%%

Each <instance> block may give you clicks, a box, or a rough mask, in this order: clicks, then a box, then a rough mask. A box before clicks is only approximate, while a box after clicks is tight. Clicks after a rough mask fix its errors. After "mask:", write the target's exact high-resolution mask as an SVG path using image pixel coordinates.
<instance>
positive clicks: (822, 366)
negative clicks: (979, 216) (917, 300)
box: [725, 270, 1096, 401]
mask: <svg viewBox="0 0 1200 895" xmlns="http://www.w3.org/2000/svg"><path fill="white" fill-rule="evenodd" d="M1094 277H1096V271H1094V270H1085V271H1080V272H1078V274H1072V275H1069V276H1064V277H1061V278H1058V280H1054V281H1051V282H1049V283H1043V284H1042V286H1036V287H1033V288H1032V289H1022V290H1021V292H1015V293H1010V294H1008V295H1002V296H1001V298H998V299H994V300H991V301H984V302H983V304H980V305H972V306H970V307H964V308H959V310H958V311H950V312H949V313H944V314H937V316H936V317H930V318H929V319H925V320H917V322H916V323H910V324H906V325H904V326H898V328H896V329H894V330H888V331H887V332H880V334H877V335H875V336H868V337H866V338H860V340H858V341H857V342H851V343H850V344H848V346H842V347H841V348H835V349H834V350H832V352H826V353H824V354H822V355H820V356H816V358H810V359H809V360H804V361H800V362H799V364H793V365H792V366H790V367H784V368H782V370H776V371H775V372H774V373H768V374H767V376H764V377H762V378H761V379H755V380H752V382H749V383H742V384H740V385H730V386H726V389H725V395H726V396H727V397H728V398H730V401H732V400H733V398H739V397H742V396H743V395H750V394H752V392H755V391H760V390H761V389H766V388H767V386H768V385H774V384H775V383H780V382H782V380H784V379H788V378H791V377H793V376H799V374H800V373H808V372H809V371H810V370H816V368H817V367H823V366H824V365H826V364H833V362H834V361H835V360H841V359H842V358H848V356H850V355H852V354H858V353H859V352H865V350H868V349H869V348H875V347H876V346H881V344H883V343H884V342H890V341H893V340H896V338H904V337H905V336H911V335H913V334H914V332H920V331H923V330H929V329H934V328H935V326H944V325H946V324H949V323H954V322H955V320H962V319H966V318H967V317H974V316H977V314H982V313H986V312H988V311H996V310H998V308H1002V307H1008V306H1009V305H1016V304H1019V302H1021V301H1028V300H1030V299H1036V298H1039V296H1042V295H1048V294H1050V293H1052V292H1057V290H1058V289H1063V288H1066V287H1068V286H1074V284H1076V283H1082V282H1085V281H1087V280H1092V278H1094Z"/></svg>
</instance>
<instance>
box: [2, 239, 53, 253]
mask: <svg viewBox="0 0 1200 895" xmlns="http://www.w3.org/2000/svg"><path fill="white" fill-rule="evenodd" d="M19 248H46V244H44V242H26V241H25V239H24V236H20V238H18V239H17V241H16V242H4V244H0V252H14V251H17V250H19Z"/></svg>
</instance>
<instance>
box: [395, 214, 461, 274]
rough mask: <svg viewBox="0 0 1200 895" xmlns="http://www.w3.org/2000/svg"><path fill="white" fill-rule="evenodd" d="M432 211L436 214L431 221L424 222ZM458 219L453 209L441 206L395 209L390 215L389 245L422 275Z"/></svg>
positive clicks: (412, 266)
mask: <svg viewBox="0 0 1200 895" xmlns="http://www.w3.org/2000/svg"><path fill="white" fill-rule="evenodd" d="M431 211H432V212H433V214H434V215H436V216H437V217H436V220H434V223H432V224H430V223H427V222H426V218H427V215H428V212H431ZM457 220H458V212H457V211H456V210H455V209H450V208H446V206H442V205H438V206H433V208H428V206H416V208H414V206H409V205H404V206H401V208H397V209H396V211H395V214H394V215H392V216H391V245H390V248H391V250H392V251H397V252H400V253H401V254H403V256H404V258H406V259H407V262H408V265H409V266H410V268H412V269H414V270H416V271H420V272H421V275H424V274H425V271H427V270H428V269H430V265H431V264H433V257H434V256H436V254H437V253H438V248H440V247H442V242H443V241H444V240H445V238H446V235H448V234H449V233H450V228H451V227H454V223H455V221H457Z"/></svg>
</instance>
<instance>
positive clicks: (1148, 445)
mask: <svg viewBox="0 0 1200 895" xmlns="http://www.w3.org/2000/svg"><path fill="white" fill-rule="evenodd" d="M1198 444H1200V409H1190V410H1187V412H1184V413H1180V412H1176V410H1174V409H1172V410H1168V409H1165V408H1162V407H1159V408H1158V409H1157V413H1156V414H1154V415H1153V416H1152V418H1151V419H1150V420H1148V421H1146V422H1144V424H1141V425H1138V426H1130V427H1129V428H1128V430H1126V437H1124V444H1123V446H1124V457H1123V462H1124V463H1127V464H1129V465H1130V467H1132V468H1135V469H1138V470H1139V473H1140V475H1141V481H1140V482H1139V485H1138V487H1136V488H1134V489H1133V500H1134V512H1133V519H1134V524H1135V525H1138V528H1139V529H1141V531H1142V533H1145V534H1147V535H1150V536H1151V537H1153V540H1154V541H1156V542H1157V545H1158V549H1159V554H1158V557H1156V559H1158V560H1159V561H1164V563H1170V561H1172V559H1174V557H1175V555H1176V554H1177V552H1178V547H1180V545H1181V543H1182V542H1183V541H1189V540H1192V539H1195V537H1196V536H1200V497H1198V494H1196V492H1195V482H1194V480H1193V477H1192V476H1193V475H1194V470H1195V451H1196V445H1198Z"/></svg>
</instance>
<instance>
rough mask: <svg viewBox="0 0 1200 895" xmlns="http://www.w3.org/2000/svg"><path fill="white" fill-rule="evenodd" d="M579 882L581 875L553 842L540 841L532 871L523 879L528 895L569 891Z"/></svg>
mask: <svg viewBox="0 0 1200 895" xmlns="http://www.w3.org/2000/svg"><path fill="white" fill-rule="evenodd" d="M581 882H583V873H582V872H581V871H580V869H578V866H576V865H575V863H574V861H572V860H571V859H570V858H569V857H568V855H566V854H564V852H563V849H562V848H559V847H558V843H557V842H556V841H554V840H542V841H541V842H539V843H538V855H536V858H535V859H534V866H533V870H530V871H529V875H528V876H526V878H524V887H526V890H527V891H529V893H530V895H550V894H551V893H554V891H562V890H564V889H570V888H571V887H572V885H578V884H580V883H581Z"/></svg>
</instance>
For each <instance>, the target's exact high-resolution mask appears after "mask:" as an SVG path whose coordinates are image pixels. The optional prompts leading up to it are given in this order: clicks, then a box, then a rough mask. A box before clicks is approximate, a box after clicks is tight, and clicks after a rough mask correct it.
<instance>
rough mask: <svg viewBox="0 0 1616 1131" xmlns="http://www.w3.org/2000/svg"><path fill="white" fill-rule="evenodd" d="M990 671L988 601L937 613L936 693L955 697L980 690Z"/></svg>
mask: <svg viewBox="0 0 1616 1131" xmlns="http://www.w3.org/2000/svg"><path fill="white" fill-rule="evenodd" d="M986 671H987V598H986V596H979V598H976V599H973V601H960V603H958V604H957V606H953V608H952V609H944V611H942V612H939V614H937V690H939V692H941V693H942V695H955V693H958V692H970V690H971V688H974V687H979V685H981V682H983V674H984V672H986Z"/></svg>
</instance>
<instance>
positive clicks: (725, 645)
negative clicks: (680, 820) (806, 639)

%%

▶ EXERCISE INSTRUCTIONS
Which lines in the records above contain the word "this"? Pick out each of those lines and copy it in full.

▶ ANSWER AREA
Each <instance> block may give you clicks, a box, or a rough mask, in this order: clicks, then a box, then a rough mask. A box before clicks is only approximate, while a box after clicks is tight. Clicks after a rough mask fix its errors. After "mask:", write the target's exact high-resolution mask as an SVG path using image pixel coordinates.
For each <instance>, the target's exact high-resolution mask appears after "mask:" as an SVG path whose coordinates are image pixels. The optional prompts leading up to it are given in this order: clicks, then a box, then a rough mask. A box before clicks is approximate, a box after clicks is tight, and clicks after a rough mask correct it.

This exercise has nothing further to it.